**Exercise aim**:
Render every entry verbatim.

**Collected data**:
#####
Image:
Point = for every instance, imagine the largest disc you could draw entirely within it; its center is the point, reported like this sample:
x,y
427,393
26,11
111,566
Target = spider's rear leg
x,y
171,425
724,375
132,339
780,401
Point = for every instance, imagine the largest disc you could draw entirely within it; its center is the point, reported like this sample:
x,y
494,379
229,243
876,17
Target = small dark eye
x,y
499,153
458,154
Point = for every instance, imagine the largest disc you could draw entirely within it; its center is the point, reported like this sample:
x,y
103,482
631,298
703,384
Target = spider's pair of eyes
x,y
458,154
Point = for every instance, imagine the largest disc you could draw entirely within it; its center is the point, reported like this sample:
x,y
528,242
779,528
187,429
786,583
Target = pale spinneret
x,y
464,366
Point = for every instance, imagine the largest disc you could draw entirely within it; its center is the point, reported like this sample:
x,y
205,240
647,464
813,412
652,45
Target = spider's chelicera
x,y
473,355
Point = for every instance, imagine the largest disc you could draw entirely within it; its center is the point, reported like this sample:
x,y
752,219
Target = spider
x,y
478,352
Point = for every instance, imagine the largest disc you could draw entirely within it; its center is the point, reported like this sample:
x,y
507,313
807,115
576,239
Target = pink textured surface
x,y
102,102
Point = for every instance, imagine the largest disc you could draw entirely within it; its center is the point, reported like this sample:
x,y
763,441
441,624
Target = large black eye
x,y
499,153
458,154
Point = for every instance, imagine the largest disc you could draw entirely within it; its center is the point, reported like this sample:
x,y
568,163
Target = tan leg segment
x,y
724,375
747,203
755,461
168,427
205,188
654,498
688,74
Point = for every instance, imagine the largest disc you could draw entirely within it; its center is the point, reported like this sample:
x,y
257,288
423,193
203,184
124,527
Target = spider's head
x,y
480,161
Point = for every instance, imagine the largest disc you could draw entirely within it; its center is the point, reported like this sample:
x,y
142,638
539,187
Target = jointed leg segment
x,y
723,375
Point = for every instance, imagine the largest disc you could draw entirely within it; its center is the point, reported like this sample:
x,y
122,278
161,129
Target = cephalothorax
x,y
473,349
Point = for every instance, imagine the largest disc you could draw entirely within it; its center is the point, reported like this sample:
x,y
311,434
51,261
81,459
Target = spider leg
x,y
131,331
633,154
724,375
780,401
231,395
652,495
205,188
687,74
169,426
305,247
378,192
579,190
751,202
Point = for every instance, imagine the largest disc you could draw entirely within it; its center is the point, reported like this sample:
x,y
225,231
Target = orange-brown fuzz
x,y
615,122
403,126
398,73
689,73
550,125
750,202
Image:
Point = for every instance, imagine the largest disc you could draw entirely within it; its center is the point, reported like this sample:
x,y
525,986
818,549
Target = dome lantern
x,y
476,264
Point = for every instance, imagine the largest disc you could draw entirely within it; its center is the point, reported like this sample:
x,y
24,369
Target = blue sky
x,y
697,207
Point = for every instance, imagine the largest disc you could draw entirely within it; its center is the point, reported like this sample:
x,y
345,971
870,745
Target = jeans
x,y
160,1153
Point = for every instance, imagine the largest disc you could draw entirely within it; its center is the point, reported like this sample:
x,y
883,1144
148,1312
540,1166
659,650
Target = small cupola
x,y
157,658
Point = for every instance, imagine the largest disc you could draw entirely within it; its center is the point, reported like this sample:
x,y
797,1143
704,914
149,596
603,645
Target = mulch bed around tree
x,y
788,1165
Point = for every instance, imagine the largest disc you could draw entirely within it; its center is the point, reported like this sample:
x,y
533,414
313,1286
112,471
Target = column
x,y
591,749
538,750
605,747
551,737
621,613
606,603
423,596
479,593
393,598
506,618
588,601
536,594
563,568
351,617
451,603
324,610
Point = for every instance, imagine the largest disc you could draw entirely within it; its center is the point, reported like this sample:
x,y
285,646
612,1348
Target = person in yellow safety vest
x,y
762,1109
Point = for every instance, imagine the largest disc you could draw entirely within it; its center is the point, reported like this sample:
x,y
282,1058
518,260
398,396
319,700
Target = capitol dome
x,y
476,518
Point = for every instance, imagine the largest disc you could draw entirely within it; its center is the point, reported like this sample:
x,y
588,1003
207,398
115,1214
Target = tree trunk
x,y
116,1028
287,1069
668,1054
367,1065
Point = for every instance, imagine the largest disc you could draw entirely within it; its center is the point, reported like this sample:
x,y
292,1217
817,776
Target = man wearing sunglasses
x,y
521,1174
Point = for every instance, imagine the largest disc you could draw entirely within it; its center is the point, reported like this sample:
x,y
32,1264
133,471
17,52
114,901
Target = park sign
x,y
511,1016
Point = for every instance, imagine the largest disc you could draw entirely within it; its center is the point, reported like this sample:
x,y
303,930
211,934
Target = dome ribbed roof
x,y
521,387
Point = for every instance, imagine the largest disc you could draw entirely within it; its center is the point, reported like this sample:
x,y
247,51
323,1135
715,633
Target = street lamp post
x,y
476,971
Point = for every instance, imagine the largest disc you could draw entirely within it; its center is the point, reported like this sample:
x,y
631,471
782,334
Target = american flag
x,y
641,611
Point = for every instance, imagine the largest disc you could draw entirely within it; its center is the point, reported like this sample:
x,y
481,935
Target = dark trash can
#####
**Solution to this exercise**:
Image:
Point = for every instance, imagine the largest disc you could draw entirely within it; its center is the point, reported like this sample:
x,y
427,393
26,11
111,566
Target = spider's rear leg
x,y
171,425
724,375
132,339
780,401
Point = for every instance, imagine the largest disc you could draw entirely within it; its center is the point, reported like this sample:
x,y
494,379
229,243
876,17
Target = small dark eye
x,y
499,153
458,154
Point = for every instance, imagine the largest disc you could draw entirely within it; its center is the point, reported like this sample:
x,y
103,482
631,298
703,384
Target = spider's pair of eyes
x,y
458,154
Point = for every instance, imagine the largest disc you could draw entirely within it; its center is the point, reported like this sample:
x,y
528,242
779,528
187,429
786,583
Target = pale spinneret
x,y
464,366
Point = for every instance, imagine the largest disc you could draw entirely within it; its center is the point, reported like this sample:
x,y
205,240
647,464
813,412
652,45
Target = spider's chelicera
x,y
473,355
Point = for every instance, imagine the largest disc you could draw entirely within it; its center is the point, reported like this sample:
x,y
752,219
Target = spider
x,y
478,352
Point = for every instance, imagine the largest disc you could draw entirely within it; its center is the point, reported like this sample:
x,y
507,313
807,115
576,239
Target = pink textured surface
x,y
102,102
Point = for every instance, imagine the largest disc you could draw entirely within it; its center is the point, reported like this sample:
x,y
763,441
441,624
Target = large black eye
x,y
499,153
458,154
Point = for every instance, imagine the largest disc you could draw entirely within it; its center is the point, reported like this sample:
x,y
568,163
Target = tan leg segment
x,y
724,375
747,203
755,461
168,427
205,188
654,498
688,74
Point = for every instance, imagine the largest disc you could draw entirely within it; its center is the point, reported like this sample:
x,y
257,288
423,193
203,184
124,527
Target = spider's head
x,y
480,161
Point = for every instance, imagine the largest disc you could draw entirely within it; its center is the point, reported like this sample:
x,y
142,638
539,187
Target = jointed leg segment
x,y
723,375
Point = for every instance, imagine the largest disc you could draw entirely within it; its center is the point, reported like this sample:
x,y
122,278
161,129
Target = cephalothorax
x,y
473,349
Point = for every instance, imagine the largest disc you could draw entirely within it; its center is the point, reported like this sample:
x,y
311,434
51,261
81,459
Target = spider leg
x,y
131,331
633,154
724,375
780,401
231,395
652,495
205,188
687,74
169,426
305,247
378,192
579,190
751,202
Point = for every instance, imagine the largest disc you could draw entirely within it; its center is the point, reported like this sample:
x,y
225,231
Target = orange-brown fuzz
x,y
615,122
403,126
398,73
689,73
550,125
750,202
Image:
Point = for every instance, imagine the largest disc you could draw entirely within it; its center is the point, reported like this sample:
x,y
525,986
818,549
Target = dome lantern
x,y
476,264
Point = for every instance, imagine the largest disc you could draw entirely within it; its center is the point, reported like this sample:
x,y
24,369
Target = blue sky
x,y
697,207
Point = for every instance, imagine the largest disc you could draw entirely within it; its center is the point, reported like this sample:
x,y
345,971
870,745
Target = jeans
x,y
160,1153
Point = for every instance, imagine the largest disc you could draw entirely within it; its center is the point, reported like this sample:
x,y
883,1144
148,1312
540,1166
659,650
Target = small cupola
x,y
157,658
Point = for every instance, imagine the largest disc you could draw entirely within it; its center is the point, reported like this sample:
x,y
797,1143
704,914
149,596
603,645
Target = mulch bed around tree
x,y
788,1165
Point = for every instance, imagine the largest disc you could draw entirely within it; its center is the point, reported like this sample:
x,y
533,414
313,1286
112,471
Target = column
x,y
591,749
538,750
605,747
551,737
621,613
606,603
423,596
479,593
393,598
506,618
588,601
536,594
563,568
351,617
451,603
324,610
Point = for every instance, imagine the largest disc you could draw entirely within it; its center is the point, reported like this sample:
x,y
285,646
612,1348
Target = person in yellow safety vest
x,y
762,1109
Point = for every instance, imagine the largest disc you could draw entirely within it; its center is the point, reported like this sample:
x,y
282,1058
518,260
398,396
319,700
Target = capitol dome
x,y
476,518
Point = for every instance, imagine the largest disc you could draw entirely within it; its center is the point, reported like this sample:
x,y
588,1003
207,398
115,1214
Target = tree trunk
x,y
116,1028
287,1069
668,1054
367,1065
Point = for every instance, imagine the largest disc you could draw entirely within it; its center is the point, reported like this sample:
x,y
292,1217
817,776
Target = man wearing sunglasses
x,y
521,1174
Point = for every instance, imagine the largest disc you could draw entirely within it; its center is the point, reported like this sample:
x,y
32,1264
133,471
17,52
114,901
Target = park sign
x,y
511,1016
Point = for every instance, imagine the largest disc you could draw entirely within it; its center is the point, reported like this sample:
x,y
303,930
211,934
Target = dome ribbed roof
x,y
521,387
Point = for every instance, imagine the largest disc you could draw entirely within it; its center is the point, reported like this sample:
x,y
247,51
323,1135
715,633
Target = street lamp post
x,y
476,971
Point = for every instance, imagine the largest disc you could draw entirely within it; its center is the point, reported like this sample:
x,y
631,471
782,334
Target = american flag
x,y
641,611
Point = for every instance, imagine the largest disc you could draw entirely within it; its center is the point, reported like this sample:
x,y
481,935
Target = dark trash can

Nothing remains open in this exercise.